Rewrite the data starting at the line containing "I need to find the tile" and ending at the end of the data, with the requests included and nothing else. Multiply every bounding box coordinate in the answers by 0.2 and round to whole numbers, with halves rounded up, leaving the numbers in the requests unchanged.

========================================

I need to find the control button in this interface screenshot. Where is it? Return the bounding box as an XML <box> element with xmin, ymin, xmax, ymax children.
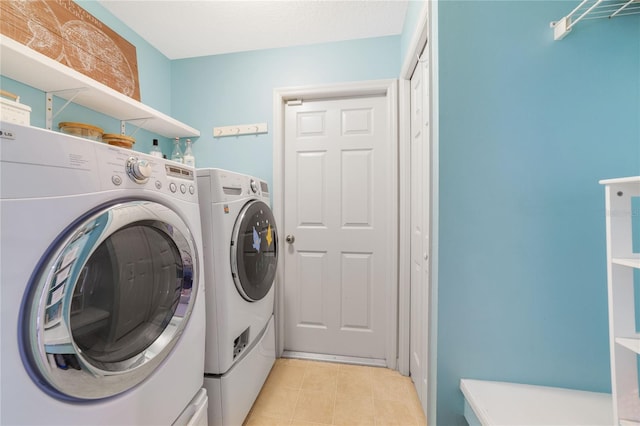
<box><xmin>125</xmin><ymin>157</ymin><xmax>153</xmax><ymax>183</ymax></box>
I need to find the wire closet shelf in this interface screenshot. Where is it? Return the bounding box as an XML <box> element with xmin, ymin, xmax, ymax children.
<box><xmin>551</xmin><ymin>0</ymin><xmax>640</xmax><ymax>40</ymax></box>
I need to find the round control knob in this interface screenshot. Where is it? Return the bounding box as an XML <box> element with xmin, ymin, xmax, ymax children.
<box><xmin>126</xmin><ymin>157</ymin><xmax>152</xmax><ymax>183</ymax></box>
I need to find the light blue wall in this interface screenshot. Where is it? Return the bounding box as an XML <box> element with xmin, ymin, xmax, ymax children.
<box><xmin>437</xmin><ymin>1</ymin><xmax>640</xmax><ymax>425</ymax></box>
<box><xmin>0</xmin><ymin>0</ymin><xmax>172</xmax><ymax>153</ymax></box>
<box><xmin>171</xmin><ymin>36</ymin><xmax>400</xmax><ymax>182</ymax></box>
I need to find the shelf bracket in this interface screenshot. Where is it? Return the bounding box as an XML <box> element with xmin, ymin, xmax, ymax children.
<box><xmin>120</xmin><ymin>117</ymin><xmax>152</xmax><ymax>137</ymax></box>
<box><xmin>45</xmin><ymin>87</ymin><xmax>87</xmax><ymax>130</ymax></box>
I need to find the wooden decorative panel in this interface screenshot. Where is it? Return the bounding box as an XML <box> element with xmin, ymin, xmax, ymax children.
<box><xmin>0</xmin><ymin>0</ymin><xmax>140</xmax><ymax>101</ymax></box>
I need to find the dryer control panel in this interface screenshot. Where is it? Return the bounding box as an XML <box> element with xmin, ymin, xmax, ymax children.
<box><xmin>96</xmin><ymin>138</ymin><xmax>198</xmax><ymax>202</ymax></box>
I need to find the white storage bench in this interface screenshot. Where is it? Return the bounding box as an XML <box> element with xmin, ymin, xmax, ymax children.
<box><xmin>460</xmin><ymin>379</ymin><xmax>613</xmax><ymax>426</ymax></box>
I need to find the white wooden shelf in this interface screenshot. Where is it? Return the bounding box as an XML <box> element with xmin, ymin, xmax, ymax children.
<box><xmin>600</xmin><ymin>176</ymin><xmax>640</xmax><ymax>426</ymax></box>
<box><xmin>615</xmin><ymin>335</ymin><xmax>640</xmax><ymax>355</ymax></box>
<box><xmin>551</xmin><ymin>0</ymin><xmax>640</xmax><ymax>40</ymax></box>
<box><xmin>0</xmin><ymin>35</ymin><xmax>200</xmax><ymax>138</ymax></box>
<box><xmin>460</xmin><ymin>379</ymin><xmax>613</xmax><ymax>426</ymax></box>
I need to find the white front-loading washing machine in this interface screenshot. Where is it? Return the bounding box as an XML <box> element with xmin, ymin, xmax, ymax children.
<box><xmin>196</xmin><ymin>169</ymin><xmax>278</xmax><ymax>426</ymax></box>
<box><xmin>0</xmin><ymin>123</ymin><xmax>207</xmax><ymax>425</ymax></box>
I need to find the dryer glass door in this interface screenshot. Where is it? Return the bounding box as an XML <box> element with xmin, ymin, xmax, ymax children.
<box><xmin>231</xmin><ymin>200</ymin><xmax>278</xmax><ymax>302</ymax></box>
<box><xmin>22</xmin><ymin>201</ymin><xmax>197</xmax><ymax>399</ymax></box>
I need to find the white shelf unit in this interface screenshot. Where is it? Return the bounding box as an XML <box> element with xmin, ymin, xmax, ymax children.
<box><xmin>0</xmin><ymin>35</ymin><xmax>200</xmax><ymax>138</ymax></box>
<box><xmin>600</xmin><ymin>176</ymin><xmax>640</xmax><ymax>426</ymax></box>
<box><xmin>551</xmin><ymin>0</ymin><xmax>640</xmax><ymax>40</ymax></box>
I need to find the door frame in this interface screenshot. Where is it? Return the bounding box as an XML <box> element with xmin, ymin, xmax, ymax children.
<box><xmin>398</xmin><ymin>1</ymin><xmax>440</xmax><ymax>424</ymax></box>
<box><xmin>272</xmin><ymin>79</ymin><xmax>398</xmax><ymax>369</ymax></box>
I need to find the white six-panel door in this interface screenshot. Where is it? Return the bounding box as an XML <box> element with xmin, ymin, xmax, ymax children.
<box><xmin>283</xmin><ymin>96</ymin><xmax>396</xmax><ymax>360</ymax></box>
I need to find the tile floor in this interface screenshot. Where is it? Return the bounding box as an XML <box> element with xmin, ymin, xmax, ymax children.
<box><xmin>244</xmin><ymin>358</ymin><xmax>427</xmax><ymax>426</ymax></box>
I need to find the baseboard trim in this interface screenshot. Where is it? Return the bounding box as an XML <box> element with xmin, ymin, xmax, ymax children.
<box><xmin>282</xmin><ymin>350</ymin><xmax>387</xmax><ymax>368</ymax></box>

========================================

**Task result**
I need to find the tile floor in this interface screenshot. Where is it? Return the bounding box as an XML <box> element with xmin, ymin, xmax, ymax children.
<box><xmin>49</xmin><ymin>72</ymin><xmax>85</xmax><ymax>85</ymax></box>
I need to find the baseboard trim in this interface screenshot. Where is it? Return the bounding box as an XML <box> element with xmin, ymin, xmax, ymax children.
<box><xmin>56</xmin><ymin>70</ymin><xmax>77</xmax><ymax>74</ymax></box>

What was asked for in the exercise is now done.